**Provided text**
Offload and Optimize OpenMP* Applications with Intel® Tools

Overview

Parallel programming is a powerful way for software applications to exploit the full potential of multicore hardware. Including OpenMP* directives is an effective way to add parallelism to your application.

GPUs are inherently powerful computation devices because of their massive parallel architectures. As you explore ways to improve the performance of your application, including OpenMP offload directives in your code to offload onto a GPU is a strategy you may want to consider. Optimizing the offloaded application can further elevate your performance by ensuring that you employ available hardware to the fullest extent.

The following learning path shows how to offload and optimize an OpenMP application on Intel® GPUs using developer tools from Intel.

What You Will Learn

Use this workflow to offload applications enhanced with OpenMP directives onto Intel GPUs. Learn how to:

Select the right functions to offload.
Profile application performance iteratively.
Employ the full potential of your GPU.

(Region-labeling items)
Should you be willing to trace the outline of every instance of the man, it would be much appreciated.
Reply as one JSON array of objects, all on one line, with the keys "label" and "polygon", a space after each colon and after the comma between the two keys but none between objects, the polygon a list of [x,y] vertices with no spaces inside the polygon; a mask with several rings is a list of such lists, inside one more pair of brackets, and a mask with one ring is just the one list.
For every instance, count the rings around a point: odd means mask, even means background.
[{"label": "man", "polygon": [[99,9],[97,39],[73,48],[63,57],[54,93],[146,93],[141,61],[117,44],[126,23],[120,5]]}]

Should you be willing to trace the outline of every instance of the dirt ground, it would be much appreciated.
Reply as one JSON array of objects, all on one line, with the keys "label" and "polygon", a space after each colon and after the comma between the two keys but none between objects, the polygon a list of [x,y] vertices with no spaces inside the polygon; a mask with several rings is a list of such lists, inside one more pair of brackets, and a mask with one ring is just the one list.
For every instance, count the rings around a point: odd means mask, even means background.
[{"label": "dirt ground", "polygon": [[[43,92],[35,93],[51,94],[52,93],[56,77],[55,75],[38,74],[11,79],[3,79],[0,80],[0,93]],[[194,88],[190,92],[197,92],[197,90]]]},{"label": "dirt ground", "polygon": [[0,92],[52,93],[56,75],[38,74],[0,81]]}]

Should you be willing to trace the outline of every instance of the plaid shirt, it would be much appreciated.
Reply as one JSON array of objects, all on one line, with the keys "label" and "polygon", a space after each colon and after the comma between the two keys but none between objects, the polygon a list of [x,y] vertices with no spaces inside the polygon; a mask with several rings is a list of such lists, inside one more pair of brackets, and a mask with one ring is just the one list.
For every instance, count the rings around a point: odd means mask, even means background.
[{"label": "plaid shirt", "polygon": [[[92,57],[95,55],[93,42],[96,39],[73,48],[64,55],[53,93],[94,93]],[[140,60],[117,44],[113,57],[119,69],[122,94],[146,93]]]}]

**Goal 1**
Collect every line of the records that contains the string "much", matching case exactly.
**Goal 2**
Carry on the text about offloading and optimizing OpenMP applications on Intel GPUs from the point where it stops.
The records are unrelated to the text on offloading OpenMP applications.

**Task result 1**
Should you be willing to trace the outline of every instance of the man, it would be much appreciated.
Should you be willing to trace the outline of every instance of the dirt ground, it would be much appreciated.
Should you be willing to trace the outline of every instance of the plaid shirt, it would be much appreciated.

**Task result 2**
Each step in the workflow contains:

Tasks you can complete using developer tools from Intel
Resources for further learning
References to a comprehensive ISO3DFD OpenMP Offload sample with a guided README file to illustrate the process

Who This is For

Software developers who intend to run OpenMP applications on Intel GPUs and maximize code performance
HPC domain experts who want to learn the basics of using OpenMP offload constructs

What You Need

An application that is ported to OpenMP

Programming Languages

C
C++
Fortran

The OpenMP Offload Workflow

Step 1: Install Development Tools and an Appropriate Compiler

Step 2: Assess Application Performance on CPU and Potential GPU Kernels

Step 3: Offload Compute-Intensive Code Regions in Kernels

Step 4: Evaluate Offload Efficiency

Step 5: Optimize the Offload Process

Step 6: Review Overall Application Performance

Step 1: Install Development Tools and an Appropriate Compiler

Install the compiler and tools you need to run your application:

C, C++, and DPC++ applications require the Intel® DPC++/C++ Compiler. Get this compiler with the Intel® oneAPI Base Toolkit (Base Kit).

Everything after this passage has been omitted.